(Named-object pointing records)
********************
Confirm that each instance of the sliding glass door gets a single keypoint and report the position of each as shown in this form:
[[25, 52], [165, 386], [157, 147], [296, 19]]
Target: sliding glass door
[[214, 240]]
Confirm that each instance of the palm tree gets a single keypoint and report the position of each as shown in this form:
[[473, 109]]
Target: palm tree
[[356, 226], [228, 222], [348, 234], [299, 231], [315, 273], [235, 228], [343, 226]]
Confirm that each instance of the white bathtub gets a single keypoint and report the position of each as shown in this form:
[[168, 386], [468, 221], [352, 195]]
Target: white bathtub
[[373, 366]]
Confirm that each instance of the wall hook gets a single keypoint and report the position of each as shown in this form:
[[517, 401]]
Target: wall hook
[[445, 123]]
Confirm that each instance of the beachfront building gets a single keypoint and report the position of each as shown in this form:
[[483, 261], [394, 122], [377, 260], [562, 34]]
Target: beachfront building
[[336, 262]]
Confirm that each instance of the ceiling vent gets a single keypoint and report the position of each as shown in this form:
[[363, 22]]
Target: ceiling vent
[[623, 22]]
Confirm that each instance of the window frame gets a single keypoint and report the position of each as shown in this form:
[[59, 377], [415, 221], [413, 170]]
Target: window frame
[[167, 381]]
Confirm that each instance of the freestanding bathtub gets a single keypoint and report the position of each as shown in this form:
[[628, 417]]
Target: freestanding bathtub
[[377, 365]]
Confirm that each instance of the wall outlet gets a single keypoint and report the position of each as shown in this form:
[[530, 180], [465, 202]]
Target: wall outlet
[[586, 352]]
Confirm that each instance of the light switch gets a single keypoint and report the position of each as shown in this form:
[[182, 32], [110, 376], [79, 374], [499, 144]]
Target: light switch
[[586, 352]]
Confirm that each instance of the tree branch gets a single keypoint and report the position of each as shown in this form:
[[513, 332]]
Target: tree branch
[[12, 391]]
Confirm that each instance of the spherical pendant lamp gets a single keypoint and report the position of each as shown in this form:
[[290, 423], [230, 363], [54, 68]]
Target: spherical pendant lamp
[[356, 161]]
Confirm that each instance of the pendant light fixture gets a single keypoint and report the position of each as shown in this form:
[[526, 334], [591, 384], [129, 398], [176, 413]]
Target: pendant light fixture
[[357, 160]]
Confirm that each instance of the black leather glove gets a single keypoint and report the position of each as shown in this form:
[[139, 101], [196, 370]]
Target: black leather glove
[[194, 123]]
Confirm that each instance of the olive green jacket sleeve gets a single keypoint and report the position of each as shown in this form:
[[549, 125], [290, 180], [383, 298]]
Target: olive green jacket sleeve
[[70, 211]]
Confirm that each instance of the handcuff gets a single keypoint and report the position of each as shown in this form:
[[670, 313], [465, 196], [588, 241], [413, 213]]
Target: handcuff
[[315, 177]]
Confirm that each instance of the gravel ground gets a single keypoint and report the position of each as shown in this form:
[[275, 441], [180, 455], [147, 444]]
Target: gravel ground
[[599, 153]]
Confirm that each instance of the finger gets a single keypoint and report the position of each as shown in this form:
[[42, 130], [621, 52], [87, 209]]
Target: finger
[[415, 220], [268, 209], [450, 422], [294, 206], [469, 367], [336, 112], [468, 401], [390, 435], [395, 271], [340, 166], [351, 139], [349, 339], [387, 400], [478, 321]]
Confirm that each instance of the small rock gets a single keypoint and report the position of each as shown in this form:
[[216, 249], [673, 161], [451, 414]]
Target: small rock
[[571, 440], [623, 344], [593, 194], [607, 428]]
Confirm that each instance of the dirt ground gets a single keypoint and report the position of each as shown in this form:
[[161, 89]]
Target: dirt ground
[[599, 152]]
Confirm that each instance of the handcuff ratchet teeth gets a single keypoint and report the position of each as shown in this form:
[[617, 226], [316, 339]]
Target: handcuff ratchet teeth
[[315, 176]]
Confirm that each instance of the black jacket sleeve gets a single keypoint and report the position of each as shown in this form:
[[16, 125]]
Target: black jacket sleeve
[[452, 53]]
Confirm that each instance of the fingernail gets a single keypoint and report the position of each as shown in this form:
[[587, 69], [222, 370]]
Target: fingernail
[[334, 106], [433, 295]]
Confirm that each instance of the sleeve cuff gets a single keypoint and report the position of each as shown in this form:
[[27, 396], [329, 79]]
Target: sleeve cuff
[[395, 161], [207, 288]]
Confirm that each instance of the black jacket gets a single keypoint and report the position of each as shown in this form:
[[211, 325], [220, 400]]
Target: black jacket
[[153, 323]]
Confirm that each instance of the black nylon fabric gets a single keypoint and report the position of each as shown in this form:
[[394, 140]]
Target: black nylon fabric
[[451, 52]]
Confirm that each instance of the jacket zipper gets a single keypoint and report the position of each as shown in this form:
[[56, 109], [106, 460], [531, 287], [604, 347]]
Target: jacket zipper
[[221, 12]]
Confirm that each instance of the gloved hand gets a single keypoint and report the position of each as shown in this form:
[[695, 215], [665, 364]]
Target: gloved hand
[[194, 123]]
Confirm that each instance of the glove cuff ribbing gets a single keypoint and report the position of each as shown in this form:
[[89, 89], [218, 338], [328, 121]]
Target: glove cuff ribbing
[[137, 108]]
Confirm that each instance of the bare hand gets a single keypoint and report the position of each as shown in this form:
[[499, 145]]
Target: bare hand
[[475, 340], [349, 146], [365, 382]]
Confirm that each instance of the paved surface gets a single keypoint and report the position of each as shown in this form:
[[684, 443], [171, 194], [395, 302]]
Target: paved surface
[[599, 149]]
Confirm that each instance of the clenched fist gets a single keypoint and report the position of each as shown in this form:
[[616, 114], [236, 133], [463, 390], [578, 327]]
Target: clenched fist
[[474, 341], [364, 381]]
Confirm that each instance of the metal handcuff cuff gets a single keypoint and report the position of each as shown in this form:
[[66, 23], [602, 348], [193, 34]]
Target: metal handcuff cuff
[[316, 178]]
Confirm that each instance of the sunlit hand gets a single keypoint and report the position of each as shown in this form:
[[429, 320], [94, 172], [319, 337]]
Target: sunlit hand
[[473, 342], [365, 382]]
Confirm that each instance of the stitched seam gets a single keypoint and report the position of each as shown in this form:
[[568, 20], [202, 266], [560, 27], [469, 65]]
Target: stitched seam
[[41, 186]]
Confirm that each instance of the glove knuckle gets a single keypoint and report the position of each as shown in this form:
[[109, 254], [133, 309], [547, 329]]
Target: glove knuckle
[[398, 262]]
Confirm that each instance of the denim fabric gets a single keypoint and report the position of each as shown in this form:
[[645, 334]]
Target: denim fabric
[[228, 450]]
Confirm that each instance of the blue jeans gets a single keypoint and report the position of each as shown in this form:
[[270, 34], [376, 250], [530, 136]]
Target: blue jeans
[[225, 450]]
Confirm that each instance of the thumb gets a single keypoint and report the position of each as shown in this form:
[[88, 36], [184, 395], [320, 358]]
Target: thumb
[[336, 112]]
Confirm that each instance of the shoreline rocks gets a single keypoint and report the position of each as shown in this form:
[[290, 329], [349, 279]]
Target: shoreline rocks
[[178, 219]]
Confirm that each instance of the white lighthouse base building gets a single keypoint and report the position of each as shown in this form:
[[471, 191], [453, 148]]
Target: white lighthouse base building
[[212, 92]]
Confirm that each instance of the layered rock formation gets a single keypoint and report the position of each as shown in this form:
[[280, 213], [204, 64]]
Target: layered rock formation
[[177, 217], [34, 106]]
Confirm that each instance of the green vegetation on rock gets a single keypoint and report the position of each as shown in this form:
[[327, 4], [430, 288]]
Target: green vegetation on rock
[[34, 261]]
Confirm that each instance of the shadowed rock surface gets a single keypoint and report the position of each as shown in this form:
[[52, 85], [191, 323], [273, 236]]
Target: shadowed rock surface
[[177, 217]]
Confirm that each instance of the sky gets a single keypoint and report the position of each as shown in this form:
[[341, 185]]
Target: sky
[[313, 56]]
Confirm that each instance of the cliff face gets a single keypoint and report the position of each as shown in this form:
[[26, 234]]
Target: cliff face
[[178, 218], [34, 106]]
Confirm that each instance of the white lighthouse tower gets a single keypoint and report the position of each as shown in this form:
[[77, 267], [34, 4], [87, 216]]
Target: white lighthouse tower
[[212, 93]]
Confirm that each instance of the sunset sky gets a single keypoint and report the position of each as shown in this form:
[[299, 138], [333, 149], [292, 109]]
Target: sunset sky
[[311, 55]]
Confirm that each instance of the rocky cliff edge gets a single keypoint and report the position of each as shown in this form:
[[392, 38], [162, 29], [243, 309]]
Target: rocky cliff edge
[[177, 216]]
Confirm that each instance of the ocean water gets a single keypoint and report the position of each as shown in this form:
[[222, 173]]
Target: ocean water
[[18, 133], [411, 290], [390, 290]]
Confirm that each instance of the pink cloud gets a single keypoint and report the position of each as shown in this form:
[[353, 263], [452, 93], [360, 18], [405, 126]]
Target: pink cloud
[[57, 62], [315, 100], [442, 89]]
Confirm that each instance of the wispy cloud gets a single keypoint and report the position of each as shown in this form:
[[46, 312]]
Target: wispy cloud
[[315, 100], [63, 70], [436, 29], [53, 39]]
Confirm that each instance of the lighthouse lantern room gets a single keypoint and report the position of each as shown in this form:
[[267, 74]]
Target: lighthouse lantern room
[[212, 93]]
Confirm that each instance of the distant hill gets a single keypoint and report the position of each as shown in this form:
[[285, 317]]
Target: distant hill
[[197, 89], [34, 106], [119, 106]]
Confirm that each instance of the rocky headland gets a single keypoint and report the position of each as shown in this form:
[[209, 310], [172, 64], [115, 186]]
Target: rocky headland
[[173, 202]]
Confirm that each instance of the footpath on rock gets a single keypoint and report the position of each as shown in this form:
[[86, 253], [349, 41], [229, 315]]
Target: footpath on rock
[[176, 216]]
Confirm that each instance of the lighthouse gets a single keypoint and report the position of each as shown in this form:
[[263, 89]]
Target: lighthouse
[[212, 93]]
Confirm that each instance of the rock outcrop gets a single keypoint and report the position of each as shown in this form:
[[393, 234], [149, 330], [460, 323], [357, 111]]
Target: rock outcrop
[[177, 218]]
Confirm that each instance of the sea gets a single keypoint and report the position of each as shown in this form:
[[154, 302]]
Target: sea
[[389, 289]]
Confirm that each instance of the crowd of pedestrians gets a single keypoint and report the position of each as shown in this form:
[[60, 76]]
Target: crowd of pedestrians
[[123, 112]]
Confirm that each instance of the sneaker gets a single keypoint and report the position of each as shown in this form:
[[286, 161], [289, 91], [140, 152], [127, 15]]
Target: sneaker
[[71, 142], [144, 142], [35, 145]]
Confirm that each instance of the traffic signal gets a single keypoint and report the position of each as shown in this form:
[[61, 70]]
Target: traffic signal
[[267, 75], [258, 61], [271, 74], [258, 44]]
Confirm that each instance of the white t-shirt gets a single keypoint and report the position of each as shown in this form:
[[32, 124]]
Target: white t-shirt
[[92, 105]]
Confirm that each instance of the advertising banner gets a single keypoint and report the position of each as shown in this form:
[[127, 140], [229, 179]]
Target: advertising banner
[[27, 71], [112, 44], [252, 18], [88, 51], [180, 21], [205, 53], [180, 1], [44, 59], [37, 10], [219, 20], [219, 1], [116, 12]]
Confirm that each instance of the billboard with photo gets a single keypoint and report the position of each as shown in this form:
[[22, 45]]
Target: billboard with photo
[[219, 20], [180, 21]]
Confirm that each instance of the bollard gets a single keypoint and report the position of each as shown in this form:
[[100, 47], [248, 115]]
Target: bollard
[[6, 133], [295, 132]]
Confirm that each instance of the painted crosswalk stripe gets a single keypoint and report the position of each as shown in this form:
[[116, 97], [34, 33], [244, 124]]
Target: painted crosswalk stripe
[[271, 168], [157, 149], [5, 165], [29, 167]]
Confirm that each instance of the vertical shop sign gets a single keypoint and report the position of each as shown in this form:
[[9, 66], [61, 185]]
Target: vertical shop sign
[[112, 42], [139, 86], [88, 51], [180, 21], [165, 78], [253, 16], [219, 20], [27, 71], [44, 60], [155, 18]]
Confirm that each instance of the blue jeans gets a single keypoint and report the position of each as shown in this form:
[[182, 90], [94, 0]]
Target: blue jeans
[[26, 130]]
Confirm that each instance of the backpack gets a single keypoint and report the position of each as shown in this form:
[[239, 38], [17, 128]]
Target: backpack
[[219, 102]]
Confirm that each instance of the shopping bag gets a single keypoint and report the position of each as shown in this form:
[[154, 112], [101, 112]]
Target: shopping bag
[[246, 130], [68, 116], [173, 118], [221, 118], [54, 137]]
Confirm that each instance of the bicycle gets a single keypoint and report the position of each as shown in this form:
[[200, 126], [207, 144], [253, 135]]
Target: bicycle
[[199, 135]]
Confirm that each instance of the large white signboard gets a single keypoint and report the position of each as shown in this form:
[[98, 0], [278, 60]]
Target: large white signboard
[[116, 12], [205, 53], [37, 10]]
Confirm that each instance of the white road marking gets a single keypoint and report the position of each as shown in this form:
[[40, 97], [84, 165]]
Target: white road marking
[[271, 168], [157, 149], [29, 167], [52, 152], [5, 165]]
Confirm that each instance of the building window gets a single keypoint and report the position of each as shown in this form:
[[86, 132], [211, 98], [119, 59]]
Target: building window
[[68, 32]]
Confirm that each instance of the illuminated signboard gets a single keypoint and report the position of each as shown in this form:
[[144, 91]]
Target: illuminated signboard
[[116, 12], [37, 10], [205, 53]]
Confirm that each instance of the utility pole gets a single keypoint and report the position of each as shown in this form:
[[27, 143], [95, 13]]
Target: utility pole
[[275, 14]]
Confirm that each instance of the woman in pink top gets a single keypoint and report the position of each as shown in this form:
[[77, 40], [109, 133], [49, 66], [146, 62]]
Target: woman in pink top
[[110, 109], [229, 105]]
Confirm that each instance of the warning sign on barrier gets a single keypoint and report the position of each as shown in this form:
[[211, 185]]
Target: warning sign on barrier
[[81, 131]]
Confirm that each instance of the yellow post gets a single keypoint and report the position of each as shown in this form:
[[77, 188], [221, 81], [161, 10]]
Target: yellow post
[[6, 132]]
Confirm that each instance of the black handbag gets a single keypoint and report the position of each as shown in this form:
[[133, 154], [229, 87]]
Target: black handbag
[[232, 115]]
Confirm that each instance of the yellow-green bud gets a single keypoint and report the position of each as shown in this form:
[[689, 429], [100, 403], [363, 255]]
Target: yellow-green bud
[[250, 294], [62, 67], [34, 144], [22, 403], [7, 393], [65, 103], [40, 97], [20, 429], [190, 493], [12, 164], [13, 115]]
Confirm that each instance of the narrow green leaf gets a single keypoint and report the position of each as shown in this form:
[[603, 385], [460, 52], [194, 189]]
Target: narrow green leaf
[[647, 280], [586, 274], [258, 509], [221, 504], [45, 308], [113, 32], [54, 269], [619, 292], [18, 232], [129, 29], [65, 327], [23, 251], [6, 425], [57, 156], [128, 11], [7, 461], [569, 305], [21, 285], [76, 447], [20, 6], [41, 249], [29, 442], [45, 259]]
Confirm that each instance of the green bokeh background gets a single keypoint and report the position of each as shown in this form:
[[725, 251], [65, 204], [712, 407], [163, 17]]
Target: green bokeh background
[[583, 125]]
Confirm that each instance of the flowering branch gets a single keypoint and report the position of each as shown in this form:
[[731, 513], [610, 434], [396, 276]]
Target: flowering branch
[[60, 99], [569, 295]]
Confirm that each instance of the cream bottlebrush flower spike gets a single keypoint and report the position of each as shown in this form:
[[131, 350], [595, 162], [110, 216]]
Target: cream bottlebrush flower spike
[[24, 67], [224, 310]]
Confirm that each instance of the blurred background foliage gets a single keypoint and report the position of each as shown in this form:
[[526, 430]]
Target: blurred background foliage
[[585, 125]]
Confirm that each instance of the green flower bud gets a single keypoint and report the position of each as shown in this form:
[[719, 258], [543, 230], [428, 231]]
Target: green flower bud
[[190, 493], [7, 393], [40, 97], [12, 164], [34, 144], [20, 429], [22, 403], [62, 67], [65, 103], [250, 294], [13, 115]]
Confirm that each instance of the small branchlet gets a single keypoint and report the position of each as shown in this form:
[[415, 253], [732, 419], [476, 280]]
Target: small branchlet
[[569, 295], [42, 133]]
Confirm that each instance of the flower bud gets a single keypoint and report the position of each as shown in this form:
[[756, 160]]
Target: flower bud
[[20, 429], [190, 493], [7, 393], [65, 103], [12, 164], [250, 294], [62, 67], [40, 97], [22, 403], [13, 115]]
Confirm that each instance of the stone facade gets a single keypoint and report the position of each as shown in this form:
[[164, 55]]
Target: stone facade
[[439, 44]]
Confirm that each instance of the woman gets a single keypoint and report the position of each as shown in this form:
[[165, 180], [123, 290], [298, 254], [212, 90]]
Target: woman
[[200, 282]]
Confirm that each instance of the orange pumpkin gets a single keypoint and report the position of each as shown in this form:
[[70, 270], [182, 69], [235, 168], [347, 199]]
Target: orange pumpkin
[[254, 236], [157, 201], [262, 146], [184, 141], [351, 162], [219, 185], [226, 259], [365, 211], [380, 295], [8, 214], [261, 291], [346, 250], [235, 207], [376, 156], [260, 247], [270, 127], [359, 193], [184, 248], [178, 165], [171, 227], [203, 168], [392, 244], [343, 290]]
********************
_Task prompt_
Each line from the one containing "Confirm that each instance of the woman gets" through the end of the entries, both included, is to be returned exactly, with no other lines.

_Result below_
Confirm that each instance of the woman gets a single keypoint and report the position of each as shown in this form:
[[165, 180], [123, 290], [298, 254], [212, 90]]
Target: woman
[[200, 282]]
Confirm that each instance of the orange pumpkin gets a single keypoint and report the position of each as shown in this form:
[[70, 270], [182, 69], [235, 168], [347, 199]]
Target: orange pumpkin
[[254, 236], [157, 201], [262, 146], [184, 141], [351, 162], [219, 185], [226, 259], [365, 211], [380, 295], [8, 214], [261, 291], [346, 250], [235, 207], [376, 156], [260, 247], [270, 127], [359, 193], [184, 248], [178, 165], [171, 227], [203, 168], [392, 244], [343, 290]]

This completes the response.